## 本文

----

2017年12月20日(水)



2017年12月20日(水)日本経済新聞
生産・物流で横断組織 出光・昭シェル、合併に先行 来春 提携効果2割上積み
創業家、反対姿勢崩さず
(記事)





2017年8月14日(月)日本経済新聞
買収完了前の先取り行為に網 営業情報交換や工場統廃合 欧米では多額の制裁金
規制対策の実務は 部門を絞りチーム/情報アクセスも制限
(記事)

 


【コメント】
紹介している2017年12月20日(水)付けの日本経済新聞の記事は、出光興産と昭和シェル石油の合併に関する記事なのですが、
出光興産と昭和シェル石油は、合併に先立ち(合併の効力発生日が到来する前に)、
両社の調達部門や生産部門や物流部門の整理・統廃合を進めており、一体運営を既に開始している、という内容になります。
出光興産の創業家は依然として両社の合併そのものに反対しているわけなのですが、
両社の経営陣は、共に、今後合併を行っていく方針に変更はなく、合併を前提とした事業統合を既に進めているわけです。

----

位置指しとラベル付けの項目:
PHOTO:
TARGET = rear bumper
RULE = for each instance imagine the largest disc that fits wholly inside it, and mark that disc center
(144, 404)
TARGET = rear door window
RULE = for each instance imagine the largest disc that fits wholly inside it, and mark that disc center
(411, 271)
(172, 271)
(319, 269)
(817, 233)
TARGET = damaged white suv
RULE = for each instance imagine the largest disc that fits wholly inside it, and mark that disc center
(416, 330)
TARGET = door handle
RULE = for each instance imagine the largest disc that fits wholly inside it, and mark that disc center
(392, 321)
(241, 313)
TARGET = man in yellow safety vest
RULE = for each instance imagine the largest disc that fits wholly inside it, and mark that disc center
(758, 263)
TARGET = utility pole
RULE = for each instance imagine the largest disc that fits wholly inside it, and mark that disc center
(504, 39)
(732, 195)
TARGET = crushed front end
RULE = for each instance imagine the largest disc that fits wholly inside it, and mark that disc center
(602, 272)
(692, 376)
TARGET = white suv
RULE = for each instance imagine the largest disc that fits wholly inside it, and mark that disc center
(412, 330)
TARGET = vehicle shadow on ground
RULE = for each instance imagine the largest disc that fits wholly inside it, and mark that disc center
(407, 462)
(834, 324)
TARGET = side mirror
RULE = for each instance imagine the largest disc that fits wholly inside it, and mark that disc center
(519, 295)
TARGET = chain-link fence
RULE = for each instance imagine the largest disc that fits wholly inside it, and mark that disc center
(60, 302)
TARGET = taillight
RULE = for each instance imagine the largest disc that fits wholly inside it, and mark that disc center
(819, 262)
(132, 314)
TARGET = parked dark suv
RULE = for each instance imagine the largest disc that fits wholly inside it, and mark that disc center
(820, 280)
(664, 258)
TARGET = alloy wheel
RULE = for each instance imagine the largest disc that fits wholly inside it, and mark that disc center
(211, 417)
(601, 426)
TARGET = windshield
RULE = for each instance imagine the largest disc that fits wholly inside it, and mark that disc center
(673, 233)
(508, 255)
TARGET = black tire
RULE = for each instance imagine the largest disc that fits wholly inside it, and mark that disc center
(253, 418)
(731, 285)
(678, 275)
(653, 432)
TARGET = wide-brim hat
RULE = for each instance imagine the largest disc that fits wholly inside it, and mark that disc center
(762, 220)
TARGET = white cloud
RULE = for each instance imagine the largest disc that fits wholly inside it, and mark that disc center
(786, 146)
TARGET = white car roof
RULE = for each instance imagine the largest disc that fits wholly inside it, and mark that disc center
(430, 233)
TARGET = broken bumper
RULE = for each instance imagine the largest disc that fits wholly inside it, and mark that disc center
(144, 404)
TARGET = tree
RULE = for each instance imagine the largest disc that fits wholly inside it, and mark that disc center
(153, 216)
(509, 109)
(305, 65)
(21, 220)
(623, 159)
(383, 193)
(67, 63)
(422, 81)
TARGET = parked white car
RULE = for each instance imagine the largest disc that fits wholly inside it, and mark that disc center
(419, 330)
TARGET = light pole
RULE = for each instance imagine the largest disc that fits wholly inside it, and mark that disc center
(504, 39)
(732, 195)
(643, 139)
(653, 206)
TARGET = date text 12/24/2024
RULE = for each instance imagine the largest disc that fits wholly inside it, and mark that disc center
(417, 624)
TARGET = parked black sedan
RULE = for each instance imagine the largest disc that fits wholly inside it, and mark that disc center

----

## 短い課題 1
本文では、出光興産の創業家が合併に反対しているのに、両社が調達・生産・物流部門の統廃合をもう進めています。本文によると、なぜそうなっているのですか。
## 短い課題 2
本文を、「2017年8月14日(月)日本経済新聞」という言葉のところから「いる、という内容になります。」のところまで、一字も変えずに書き写してください。

## 答え 1
両社の経営陣はどちらも、これから合併していく方針を変えていないからです。そのため、合併を前提にした事業統合をすでに進めています。

## 答え 2
2017年8月14日(月)日本経済新聞
買収完了前の先取り行為に網 営業情報交換や工場統廃合 欧米では多額の制裁金
規制対策の実務は 部門を絞りチーム/情報アクセスも制限
(記事)

 


【コメント】
紹介している2017年12月20日(水)付けの日本経済新聞の記事は、出光興産と昭和シェル石油の合併に関する記事なのですが、
出光興産と昭和シェル石油は、合併に先立ち(合併の効力発生日が到来する前に)、
両社の調達部門や生産部門や物流部門の整理・統廃合を進めており、一体運営を既に開始している、という内容になります。